> **Text**
# Hug or cuddle



## Tyson786

Hey everyone,

I just wanted to ask you something about the word kush?

I know kush can mean (bird) but is there a word to say hug that sounds like kush ?

I heard a Turkish man say kush to his child and he gave him a hug!

Thanks


----------



## RimeoftheAncientMariner

Hello

All I can think of is that he might have sounded like kush when belting out the word kosh(run) so that maybe he ran to his father and gave him a hug.


----------



## Tyson786

Thank you so much
I think you have got it, makes perfect sense
Cheers


----------



## RimeoftheAncientMariner

Yes you are welcome

For the verb ' belting out ' , it does not fit in here so i would like to correct it to ' hollering '


----------



## Tyson786

Thanks


----------



## RimeoftheAncientMariner

Sure )

I would be more than glad if you'd correct me wherever i make grammatical or otherwise mistakes , too!

Thank You )


----------



## Tyson786

No worries I will always try to correct any grammatical mistakes


----------



## Tyson786

RimeoftheAncientMariner said:


> Hello
> 
> All I can think of is that he might have sounded like kush when belting out the word kosh(run) so that maybe he ran to his father and gave him a hug.



Could kosh also mean hurry up?


----------



## RimeoftheAncientMariner

Tyson786 said:


> Could kosh also mean hurry up?


Although it alludes to the activity of running, it may be used as such in certain circumstances, I guess.

Tren kaciyor, kos - the train is leaving, run ( hurry up )


----------



## Tyson786

RimeoftheAncientMariner said:


> Although it alludes to the activity of running, it may be used as such in certain circumstances, I guess.
> 
> Tren kaciyor, kos - the train is leaving, run ( hurry up )




Thank you so much for the response, I appreciate that, so sorry for the late reply


----------

> **Task statement**
Render into Spanish this sentence from the thread about the word "kush": "I heard a Turkish man say kush to his child and he gave him a hug!"

> **Available data**

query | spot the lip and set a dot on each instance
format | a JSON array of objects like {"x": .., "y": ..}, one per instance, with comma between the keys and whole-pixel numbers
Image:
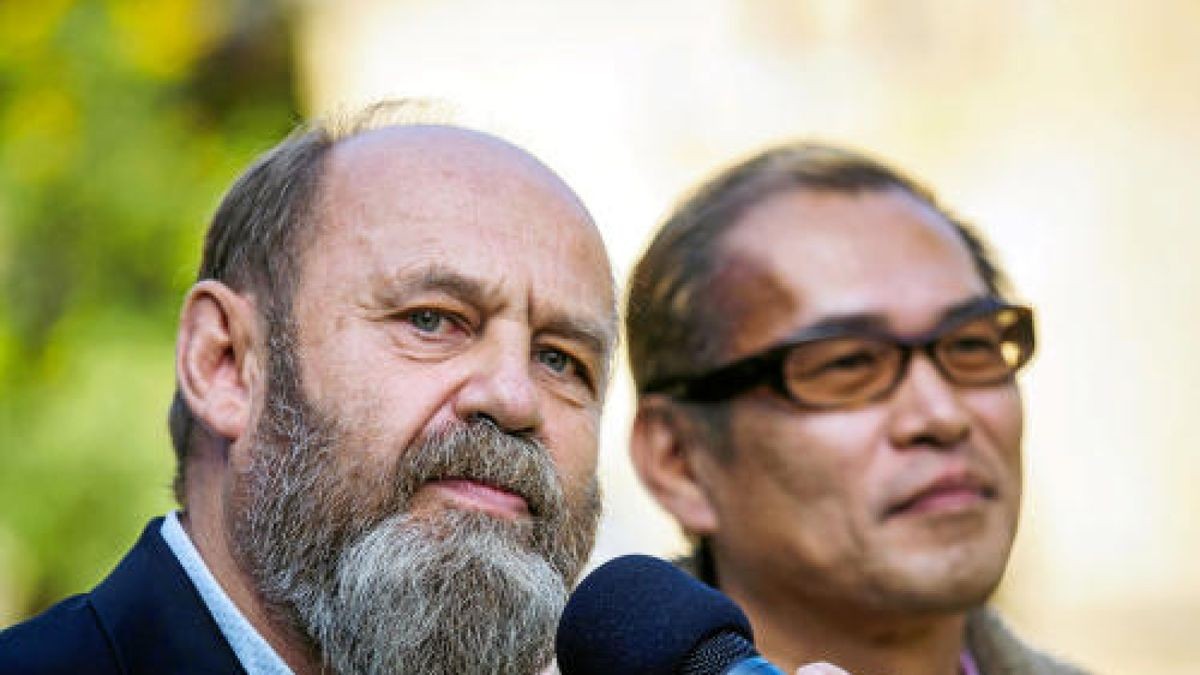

> **Written solution**
¡Oí a un hombre turco decirle kush a su hijo y le dio un abrazo!